Source records
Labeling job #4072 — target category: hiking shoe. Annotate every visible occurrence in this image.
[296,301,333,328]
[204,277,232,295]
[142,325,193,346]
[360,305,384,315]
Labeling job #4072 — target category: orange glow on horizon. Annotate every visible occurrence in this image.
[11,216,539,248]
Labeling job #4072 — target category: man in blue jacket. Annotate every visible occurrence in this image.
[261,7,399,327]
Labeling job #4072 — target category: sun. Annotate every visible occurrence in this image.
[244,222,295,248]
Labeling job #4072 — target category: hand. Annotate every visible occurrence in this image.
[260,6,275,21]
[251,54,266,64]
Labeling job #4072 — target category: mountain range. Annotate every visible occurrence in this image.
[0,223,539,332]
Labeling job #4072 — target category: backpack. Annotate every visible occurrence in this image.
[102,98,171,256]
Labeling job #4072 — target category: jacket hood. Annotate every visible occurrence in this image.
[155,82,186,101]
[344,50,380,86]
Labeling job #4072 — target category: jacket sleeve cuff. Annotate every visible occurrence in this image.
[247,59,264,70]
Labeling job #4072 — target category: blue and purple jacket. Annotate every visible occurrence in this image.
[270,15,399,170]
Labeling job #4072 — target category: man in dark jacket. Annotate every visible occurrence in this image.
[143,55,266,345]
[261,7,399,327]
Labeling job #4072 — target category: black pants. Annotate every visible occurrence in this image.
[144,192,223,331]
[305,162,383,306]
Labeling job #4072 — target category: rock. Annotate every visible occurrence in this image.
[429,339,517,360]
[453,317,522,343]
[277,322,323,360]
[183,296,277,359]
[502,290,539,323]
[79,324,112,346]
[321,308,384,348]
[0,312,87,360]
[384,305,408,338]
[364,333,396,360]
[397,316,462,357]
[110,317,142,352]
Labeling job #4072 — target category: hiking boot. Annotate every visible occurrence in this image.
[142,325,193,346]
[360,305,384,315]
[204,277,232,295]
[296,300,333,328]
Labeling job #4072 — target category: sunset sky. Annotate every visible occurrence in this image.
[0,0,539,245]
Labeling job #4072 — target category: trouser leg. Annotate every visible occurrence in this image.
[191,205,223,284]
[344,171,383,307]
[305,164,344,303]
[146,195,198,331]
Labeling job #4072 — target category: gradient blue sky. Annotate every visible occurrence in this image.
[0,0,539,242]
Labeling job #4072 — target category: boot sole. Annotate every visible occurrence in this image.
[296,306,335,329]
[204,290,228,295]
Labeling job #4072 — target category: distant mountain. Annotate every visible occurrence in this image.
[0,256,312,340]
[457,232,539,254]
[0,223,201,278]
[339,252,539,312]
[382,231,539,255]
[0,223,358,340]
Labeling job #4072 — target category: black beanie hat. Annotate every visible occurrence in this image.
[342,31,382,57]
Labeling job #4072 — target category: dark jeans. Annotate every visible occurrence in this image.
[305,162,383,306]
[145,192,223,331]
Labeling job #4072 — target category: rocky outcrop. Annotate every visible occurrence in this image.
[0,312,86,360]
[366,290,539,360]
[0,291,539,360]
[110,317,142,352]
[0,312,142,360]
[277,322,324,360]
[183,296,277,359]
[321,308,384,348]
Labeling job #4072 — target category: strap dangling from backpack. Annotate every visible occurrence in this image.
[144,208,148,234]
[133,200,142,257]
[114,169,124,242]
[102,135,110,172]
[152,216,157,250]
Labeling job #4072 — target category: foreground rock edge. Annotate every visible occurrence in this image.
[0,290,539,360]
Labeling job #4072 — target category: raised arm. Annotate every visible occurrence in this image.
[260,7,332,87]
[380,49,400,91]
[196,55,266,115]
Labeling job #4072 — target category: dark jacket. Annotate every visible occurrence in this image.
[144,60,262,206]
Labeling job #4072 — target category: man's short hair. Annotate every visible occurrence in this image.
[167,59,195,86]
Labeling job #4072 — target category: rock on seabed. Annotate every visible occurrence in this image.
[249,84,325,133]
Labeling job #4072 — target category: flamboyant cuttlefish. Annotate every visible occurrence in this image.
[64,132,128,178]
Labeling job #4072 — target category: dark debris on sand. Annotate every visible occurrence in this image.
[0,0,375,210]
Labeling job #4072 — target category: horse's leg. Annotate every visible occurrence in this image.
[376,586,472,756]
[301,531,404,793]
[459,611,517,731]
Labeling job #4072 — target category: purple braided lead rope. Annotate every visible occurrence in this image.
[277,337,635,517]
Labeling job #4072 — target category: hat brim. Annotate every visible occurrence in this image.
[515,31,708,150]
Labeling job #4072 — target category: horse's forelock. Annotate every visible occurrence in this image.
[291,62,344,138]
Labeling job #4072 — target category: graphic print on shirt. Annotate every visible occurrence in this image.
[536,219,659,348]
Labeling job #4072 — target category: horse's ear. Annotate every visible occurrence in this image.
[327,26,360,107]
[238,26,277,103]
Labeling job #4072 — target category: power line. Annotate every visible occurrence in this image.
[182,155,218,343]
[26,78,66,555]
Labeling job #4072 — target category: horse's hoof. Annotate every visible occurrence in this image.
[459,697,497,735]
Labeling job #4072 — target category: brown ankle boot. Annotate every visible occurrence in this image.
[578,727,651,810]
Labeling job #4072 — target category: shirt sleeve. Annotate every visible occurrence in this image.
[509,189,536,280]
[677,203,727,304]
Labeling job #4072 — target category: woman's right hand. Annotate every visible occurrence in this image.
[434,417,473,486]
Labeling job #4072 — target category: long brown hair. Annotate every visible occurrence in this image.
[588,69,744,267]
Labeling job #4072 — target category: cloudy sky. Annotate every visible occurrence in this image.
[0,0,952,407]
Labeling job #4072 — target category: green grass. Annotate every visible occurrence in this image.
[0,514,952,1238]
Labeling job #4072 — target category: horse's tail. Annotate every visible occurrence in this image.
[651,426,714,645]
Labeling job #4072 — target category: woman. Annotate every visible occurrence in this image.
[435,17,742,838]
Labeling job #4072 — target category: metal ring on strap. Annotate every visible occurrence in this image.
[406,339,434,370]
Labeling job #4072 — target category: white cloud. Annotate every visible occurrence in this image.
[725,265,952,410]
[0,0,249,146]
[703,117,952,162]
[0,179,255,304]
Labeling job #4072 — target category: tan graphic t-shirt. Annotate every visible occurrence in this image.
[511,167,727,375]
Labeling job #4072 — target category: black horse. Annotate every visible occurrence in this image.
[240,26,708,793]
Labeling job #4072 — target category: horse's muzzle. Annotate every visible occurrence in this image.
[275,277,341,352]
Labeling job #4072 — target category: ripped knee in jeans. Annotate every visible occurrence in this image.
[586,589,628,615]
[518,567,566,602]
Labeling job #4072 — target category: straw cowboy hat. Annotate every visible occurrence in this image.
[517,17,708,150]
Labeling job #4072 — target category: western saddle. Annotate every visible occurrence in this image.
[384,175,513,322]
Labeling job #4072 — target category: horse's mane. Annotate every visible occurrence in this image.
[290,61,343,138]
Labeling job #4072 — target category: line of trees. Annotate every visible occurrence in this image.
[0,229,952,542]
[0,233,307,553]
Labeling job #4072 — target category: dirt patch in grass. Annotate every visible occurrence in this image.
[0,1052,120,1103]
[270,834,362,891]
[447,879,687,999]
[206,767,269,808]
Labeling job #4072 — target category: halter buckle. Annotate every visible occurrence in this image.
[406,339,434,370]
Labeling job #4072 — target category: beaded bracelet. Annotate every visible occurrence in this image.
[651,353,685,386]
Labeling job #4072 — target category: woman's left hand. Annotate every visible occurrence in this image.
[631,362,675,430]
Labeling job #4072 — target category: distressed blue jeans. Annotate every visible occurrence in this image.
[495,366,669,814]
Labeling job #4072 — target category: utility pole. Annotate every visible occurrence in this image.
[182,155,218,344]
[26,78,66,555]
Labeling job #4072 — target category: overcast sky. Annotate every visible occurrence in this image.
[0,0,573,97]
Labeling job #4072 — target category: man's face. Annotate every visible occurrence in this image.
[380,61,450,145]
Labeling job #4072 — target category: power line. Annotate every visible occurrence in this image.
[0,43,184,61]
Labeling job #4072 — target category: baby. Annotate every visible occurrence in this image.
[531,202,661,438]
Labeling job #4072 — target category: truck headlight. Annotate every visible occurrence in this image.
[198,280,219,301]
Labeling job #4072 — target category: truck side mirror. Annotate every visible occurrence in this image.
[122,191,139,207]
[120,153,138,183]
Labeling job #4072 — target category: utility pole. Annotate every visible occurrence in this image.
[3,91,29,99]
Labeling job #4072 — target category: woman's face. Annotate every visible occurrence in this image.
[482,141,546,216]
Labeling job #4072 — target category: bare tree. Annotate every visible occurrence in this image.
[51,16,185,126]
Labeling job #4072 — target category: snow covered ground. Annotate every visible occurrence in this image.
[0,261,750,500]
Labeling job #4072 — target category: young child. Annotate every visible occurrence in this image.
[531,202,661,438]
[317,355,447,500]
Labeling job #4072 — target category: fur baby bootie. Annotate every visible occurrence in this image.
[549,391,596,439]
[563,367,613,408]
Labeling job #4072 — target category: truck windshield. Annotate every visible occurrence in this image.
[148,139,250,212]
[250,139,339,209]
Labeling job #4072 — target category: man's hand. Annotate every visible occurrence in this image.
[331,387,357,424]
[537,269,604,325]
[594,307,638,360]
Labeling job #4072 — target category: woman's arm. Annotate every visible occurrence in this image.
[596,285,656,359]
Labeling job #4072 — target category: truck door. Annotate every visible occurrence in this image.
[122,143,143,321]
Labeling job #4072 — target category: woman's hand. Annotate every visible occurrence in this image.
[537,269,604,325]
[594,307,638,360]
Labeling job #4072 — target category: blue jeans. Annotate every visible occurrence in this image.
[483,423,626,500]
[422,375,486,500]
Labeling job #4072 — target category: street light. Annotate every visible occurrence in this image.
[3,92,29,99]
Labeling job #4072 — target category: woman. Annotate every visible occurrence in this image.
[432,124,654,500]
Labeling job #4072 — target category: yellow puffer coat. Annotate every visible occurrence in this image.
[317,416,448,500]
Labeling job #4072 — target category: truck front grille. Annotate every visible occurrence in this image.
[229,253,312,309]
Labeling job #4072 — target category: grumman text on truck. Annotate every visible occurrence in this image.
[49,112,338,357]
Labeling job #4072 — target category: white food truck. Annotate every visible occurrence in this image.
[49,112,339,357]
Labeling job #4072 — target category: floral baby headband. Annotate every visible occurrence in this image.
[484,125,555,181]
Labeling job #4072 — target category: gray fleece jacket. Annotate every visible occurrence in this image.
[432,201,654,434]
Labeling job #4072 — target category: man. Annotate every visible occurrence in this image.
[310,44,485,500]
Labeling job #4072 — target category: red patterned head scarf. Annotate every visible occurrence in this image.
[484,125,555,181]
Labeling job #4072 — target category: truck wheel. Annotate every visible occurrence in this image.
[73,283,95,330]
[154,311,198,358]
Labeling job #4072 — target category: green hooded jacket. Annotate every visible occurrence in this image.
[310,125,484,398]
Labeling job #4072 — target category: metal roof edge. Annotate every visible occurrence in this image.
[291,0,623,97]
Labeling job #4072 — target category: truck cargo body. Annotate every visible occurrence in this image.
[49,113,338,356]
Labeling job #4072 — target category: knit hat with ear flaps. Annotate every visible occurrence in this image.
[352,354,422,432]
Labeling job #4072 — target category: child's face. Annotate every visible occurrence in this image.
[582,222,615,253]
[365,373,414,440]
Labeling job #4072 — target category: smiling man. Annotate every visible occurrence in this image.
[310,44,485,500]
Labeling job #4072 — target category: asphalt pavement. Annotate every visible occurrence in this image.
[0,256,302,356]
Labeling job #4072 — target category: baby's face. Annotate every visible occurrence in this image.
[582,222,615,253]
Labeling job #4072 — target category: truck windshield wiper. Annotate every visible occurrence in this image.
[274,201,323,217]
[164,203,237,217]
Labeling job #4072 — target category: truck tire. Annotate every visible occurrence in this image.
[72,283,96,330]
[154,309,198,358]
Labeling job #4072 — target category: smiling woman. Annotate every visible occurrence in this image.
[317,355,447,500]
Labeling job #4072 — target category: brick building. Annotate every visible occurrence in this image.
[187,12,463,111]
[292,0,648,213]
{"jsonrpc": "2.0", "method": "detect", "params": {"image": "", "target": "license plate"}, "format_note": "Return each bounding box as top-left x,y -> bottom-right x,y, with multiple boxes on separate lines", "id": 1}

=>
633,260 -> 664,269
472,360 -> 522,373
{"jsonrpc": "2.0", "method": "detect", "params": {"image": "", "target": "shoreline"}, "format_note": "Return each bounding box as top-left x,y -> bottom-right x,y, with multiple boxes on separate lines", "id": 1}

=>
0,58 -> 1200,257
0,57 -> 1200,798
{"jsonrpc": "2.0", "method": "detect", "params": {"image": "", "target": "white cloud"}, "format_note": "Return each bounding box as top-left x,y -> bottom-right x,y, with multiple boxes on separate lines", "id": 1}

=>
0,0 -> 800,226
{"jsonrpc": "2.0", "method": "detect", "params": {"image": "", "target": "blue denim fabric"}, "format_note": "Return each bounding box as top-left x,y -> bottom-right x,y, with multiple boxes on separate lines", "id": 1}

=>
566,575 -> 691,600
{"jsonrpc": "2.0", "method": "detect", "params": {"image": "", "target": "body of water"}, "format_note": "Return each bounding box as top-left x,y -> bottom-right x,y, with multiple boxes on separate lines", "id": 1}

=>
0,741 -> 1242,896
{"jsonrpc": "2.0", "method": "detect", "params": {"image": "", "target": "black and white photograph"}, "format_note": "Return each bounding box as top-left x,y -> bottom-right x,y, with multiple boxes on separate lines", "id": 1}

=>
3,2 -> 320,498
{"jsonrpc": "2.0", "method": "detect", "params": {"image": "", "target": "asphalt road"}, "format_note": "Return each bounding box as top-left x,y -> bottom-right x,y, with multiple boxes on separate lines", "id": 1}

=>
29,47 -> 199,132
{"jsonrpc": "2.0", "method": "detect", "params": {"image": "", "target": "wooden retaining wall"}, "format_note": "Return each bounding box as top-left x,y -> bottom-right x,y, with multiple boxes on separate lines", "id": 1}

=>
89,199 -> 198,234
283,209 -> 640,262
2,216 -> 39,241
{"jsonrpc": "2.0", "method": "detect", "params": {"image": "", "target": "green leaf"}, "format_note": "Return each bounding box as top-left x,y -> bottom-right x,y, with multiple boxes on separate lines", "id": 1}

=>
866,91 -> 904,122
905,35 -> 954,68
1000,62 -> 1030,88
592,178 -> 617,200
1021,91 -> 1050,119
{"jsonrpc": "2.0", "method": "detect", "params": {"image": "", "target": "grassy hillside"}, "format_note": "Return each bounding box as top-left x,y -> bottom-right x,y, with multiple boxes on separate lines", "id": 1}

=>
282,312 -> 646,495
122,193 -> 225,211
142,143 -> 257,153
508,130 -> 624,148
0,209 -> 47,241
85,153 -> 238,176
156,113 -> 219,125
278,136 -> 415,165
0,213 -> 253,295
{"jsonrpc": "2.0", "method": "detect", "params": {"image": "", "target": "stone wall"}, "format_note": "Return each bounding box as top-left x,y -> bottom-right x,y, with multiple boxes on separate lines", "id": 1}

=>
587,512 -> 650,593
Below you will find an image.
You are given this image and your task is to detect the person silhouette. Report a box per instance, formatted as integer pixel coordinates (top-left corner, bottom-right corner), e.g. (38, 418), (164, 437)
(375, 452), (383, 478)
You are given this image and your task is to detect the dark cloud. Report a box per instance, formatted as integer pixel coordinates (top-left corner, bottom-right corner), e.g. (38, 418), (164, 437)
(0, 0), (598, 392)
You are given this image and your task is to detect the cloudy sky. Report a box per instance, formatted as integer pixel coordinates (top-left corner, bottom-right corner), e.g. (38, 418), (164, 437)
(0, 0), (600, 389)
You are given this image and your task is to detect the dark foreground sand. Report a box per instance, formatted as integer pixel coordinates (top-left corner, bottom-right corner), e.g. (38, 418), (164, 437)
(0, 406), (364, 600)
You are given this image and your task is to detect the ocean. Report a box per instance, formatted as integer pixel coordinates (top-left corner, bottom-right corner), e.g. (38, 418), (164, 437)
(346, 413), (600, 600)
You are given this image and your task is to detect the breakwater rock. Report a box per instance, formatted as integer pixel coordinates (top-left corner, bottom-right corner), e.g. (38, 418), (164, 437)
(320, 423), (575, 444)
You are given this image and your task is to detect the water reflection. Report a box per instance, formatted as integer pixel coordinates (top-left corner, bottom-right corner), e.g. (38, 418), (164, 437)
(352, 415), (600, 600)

Exercise
Which lines above contain the word "purple"? Report each of them in full.

Response below
Labeling job #4072 — target category: blue and purple jacket. Annotate every visible occurrence in this image.
Labeling job #4072 — target category: purple braided lead rope. Annotate every visible occurrence in this image.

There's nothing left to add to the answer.